_Trecho selecionado_
No passado, já tive oportunidade de aqui escrever umas poucas linhas no artigo intitulado “(Des)ordem e progresso” sobre a minha percepção de que desordens podem ser necessárias para que novas ordens – melhores ou piores – ganhem forma. Vislumbrando um futuro próximo melhor, creio que chegou o tempo de dar ordem à desordem social ditada pela violência.

Para um complexo problema social e histórico, porém, as respostas e as soluções não são fáceis, nem tampouco óbvias. Como a violência se nutre das circunstâncias políticas, econômicas e culturais da sociedade em que ela ocorre, cada um desses elementos deve ser considerado quando da formulação e implementação de políticas públicas que tenham como foco a erradicação da violência. E leva tempo para que se consolidem e se sintam os efeitos benéficos de suas ações.

Por outro lado, a sociedade, refém da violência, exige uma resposta imediata. É que ninguém suporta mais a opressão que, mesmo sem escalar os muros de sua casa de maneira furtiva, é onipresente e deixa-nos muitas vezes a impressão de que o Poder Público não é capaz de dominar as rédeas da situação.

Domingo passado, ao ver as notícias que circulavam nos matutinos do país, li com a devida atenção uma reportagem do jornal “O Globo” que, a meu ver, demonstrava um caminho relativamente simples na contenção da violência urbana e na diminuição dessa estranha sensação de impotência a que acabo de me referir. Afirmo isto porque a reportagem dava conta das ações introduzidas na cidade do Rio de Janeiro, através da Unidade de Ordem Pública (UOP), que visa combater a desordem social e a aparente inoperância do Poder Público.

Trocando em miúdos, a reportagem noticiava as ações dos guardas municipais que, desde o dia 18.04.2011, começaram a atuar em alguns bairros da cidade para lidar, vinte quatro horas por dia, com os problemas cotidianos dos cidadãos. Os guardas, dentre outros exemplos, atuam na organização do espaço público e na repreensão de pequenas transgressões como urinar na rua; a atuação de flanelinhas; a publicidade irregular; o estacionamento em locais proibidos; a ocupação indevida do espaço público; as construções sem as respectivas licenças. É o que a Secretaria Especial de Ordem Pública denomina por “tolerância zero”, através da qual fazem valer as leis e o código de postura municipal.

_Registros de entrada_
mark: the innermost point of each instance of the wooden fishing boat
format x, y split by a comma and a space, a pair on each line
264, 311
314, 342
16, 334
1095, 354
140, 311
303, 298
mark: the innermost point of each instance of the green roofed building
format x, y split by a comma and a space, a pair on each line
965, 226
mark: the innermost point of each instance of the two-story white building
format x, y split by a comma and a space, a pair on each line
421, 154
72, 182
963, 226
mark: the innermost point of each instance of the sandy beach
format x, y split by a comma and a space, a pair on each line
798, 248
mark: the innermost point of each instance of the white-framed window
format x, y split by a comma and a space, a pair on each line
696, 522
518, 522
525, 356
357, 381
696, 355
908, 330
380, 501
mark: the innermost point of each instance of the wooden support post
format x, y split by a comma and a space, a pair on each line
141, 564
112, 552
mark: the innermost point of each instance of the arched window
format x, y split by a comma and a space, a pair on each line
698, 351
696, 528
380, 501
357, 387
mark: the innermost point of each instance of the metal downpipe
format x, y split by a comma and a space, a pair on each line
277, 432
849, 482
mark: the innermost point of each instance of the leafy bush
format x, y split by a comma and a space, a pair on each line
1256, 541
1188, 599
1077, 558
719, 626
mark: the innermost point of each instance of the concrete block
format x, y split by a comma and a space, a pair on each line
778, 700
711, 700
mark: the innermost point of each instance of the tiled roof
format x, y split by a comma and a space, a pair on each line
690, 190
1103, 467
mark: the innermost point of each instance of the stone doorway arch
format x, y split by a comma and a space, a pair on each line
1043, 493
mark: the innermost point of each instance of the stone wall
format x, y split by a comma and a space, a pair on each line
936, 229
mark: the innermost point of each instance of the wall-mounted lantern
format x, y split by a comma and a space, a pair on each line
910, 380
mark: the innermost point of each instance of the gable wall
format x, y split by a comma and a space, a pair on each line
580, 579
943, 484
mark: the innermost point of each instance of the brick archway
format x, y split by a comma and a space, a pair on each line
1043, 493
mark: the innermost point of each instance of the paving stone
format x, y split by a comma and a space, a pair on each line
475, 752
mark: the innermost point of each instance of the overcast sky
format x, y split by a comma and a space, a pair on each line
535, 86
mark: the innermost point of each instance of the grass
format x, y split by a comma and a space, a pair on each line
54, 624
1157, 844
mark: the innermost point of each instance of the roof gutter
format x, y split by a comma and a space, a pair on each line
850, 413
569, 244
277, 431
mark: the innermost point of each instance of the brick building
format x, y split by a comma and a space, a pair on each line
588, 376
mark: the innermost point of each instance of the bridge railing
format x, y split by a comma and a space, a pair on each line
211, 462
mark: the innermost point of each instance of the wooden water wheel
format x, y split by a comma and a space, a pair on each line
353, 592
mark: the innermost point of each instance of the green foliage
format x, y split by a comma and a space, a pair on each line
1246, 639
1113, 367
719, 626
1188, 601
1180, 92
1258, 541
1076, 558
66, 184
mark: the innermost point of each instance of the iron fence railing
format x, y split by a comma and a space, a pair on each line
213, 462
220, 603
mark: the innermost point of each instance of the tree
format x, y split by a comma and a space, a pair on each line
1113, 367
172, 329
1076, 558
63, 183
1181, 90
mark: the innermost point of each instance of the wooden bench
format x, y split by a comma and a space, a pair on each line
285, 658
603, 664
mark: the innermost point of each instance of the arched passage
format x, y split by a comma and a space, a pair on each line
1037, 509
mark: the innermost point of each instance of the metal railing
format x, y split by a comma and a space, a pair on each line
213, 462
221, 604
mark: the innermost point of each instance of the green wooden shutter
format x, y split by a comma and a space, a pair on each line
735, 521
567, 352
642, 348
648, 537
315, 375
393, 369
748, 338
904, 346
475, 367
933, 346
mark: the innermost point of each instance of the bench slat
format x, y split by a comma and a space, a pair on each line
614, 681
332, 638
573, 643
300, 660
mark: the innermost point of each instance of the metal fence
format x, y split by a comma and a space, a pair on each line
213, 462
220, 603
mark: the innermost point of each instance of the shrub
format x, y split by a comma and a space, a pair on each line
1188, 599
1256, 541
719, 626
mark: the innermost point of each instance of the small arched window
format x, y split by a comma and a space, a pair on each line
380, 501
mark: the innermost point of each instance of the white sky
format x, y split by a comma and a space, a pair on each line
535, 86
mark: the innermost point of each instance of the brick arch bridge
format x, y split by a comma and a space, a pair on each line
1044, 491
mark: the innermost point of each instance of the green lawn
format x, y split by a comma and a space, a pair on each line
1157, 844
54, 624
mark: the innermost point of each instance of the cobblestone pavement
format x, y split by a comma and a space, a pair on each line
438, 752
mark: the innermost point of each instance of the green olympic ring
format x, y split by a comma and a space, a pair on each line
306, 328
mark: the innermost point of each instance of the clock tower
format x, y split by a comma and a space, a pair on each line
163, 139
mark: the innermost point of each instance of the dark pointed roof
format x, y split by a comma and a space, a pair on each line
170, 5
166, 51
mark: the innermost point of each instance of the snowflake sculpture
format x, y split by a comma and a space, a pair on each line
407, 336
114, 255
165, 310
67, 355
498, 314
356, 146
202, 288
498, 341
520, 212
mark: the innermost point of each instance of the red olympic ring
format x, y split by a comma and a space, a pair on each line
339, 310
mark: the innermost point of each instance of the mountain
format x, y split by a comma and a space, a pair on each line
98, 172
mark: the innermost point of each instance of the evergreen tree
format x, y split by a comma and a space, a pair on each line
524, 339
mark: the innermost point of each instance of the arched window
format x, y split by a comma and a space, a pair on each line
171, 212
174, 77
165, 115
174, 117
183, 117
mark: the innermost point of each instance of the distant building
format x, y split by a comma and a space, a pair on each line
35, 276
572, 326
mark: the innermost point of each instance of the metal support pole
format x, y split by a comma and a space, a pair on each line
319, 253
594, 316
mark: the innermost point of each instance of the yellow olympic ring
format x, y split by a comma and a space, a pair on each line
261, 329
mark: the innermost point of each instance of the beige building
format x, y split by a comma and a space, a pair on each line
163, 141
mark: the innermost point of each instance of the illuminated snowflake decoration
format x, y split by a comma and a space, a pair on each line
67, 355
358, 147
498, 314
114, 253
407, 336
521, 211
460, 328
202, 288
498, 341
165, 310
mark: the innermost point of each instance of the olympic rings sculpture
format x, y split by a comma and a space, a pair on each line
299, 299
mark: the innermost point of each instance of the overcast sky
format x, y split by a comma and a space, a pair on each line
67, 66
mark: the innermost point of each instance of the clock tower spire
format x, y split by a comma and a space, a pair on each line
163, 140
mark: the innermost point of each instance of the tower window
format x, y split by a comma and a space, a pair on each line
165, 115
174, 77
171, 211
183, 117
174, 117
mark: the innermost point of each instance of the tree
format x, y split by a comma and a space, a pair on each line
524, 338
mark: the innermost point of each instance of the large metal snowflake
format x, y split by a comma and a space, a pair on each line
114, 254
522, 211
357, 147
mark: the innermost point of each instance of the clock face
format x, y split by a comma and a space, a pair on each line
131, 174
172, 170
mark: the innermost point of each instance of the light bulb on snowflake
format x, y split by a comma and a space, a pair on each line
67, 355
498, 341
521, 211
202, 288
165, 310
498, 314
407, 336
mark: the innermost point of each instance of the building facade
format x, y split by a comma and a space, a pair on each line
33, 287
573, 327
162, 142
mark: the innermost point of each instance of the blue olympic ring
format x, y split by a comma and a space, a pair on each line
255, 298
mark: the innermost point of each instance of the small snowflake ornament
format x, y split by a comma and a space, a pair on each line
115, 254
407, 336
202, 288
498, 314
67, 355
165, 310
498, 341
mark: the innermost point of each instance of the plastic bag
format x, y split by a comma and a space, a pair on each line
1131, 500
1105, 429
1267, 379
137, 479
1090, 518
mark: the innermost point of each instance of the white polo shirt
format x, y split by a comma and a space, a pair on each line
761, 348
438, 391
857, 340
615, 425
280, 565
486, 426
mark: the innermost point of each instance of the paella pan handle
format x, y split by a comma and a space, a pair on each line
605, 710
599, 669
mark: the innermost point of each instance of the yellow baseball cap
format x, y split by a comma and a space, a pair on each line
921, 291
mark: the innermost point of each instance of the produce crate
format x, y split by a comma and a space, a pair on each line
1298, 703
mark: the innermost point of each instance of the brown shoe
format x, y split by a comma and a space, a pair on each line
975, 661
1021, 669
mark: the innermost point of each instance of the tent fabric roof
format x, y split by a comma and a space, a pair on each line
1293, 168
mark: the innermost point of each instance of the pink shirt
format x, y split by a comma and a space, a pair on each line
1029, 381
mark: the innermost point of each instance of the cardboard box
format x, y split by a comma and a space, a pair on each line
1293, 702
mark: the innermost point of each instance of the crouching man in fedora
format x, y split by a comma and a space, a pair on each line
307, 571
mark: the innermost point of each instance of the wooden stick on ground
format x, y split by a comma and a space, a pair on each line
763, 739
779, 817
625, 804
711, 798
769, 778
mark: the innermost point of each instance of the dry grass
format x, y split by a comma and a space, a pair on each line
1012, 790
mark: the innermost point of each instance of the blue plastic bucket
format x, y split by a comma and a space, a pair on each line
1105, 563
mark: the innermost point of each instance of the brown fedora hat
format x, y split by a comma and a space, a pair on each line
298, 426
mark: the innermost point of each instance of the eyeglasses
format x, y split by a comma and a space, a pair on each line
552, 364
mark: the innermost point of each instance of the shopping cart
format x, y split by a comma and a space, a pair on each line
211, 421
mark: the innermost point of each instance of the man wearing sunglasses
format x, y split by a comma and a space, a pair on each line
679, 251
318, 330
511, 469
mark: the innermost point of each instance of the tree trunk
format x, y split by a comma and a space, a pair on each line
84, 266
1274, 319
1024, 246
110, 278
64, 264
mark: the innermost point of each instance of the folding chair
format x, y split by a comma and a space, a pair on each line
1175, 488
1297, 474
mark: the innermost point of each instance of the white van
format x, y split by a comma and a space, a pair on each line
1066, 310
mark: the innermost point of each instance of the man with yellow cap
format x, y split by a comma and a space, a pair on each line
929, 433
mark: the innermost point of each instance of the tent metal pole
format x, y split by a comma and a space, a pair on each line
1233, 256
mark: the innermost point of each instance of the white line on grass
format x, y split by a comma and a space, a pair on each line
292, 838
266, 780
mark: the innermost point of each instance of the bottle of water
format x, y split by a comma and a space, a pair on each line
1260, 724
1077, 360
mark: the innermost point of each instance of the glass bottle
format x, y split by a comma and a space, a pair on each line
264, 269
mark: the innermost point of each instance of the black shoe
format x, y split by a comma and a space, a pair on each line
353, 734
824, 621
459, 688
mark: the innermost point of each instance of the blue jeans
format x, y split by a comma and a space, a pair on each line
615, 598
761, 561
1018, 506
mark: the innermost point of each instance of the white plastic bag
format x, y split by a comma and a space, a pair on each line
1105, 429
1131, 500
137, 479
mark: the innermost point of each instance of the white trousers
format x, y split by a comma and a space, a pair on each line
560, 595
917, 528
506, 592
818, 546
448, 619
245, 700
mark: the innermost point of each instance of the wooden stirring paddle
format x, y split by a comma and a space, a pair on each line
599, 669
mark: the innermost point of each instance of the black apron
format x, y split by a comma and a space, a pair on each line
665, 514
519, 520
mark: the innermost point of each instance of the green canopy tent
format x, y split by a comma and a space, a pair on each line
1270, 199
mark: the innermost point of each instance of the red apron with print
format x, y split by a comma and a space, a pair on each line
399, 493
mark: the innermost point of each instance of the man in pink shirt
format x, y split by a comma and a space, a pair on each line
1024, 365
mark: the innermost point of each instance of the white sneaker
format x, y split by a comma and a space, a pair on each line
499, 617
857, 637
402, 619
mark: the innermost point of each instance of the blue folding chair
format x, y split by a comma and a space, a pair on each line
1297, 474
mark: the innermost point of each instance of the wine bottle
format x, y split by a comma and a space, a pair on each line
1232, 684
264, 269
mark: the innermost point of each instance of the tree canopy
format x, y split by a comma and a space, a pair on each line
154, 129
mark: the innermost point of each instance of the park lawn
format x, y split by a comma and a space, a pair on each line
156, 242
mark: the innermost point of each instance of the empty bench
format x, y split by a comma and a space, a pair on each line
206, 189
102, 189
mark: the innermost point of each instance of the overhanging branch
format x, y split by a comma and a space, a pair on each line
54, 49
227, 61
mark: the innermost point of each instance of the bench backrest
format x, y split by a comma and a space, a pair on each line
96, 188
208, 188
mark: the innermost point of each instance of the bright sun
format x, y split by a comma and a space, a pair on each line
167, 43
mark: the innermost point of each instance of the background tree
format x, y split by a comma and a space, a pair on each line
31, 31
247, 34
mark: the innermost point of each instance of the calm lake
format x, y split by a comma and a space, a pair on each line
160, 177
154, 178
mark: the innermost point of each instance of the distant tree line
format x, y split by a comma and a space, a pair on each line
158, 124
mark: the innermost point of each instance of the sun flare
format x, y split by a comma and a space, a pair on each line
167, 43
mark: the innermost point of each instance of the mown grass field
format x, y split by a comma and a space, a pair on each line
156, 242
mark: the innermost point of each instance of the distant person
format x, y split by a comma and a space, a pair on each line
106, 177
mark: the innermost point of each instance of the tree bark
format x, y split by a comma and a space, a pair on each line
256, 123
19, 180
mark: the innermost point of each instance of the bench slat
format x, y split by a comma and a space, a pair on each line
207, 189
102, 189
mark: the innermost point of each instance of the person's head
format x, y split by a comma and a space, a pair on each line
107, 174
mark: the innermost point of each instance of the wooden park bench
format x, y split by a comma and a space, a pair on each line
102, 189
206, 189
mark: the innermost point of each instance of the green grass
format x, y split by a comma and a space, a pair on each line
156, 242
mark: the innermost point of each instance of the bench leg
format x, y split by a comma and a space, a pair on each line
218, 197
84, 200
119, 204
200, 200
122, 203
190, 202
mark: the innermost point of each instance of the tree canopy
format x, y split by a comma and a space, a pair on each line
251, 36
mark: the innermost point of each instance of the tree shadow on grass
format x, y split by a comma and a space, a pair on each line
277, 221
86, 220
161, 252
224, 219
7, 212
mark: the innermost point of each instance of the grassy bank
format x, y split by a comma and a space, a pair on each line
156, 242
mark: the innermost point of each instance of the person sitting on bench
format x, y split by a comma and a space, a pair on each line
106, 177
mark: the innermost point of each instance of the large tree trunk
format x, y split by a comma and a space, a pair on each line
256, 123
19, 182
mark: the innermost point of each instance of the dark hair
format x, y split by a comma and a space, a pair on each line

_Tarefa proposta A_
Responda, com base no trecho selecionado:
(i) Qual é o título do artigo anteriormente publicado que é mencionado?
(ii) De qual jornal era a reportagem lida no domingo?
(iii) Desde que data os guardas municipais passaram a atuar em alguns bairros da cidade?
_Tarefa proposta B_
Extraia dos registros todas as linhas em que aparece a palavra “shoe”.
Os registros não guardam qualquer relação com o trecho selecionado.

_Resultado do exercício A_
(i) “(Des)ordem e progresso”
(ii) “O Globo”
(iii) Desde 18.04.2011

_Resultado do exercício B_
mark: the innermost point of each instance of the brown shoe
mark: the innermost point of each instance of the black shoe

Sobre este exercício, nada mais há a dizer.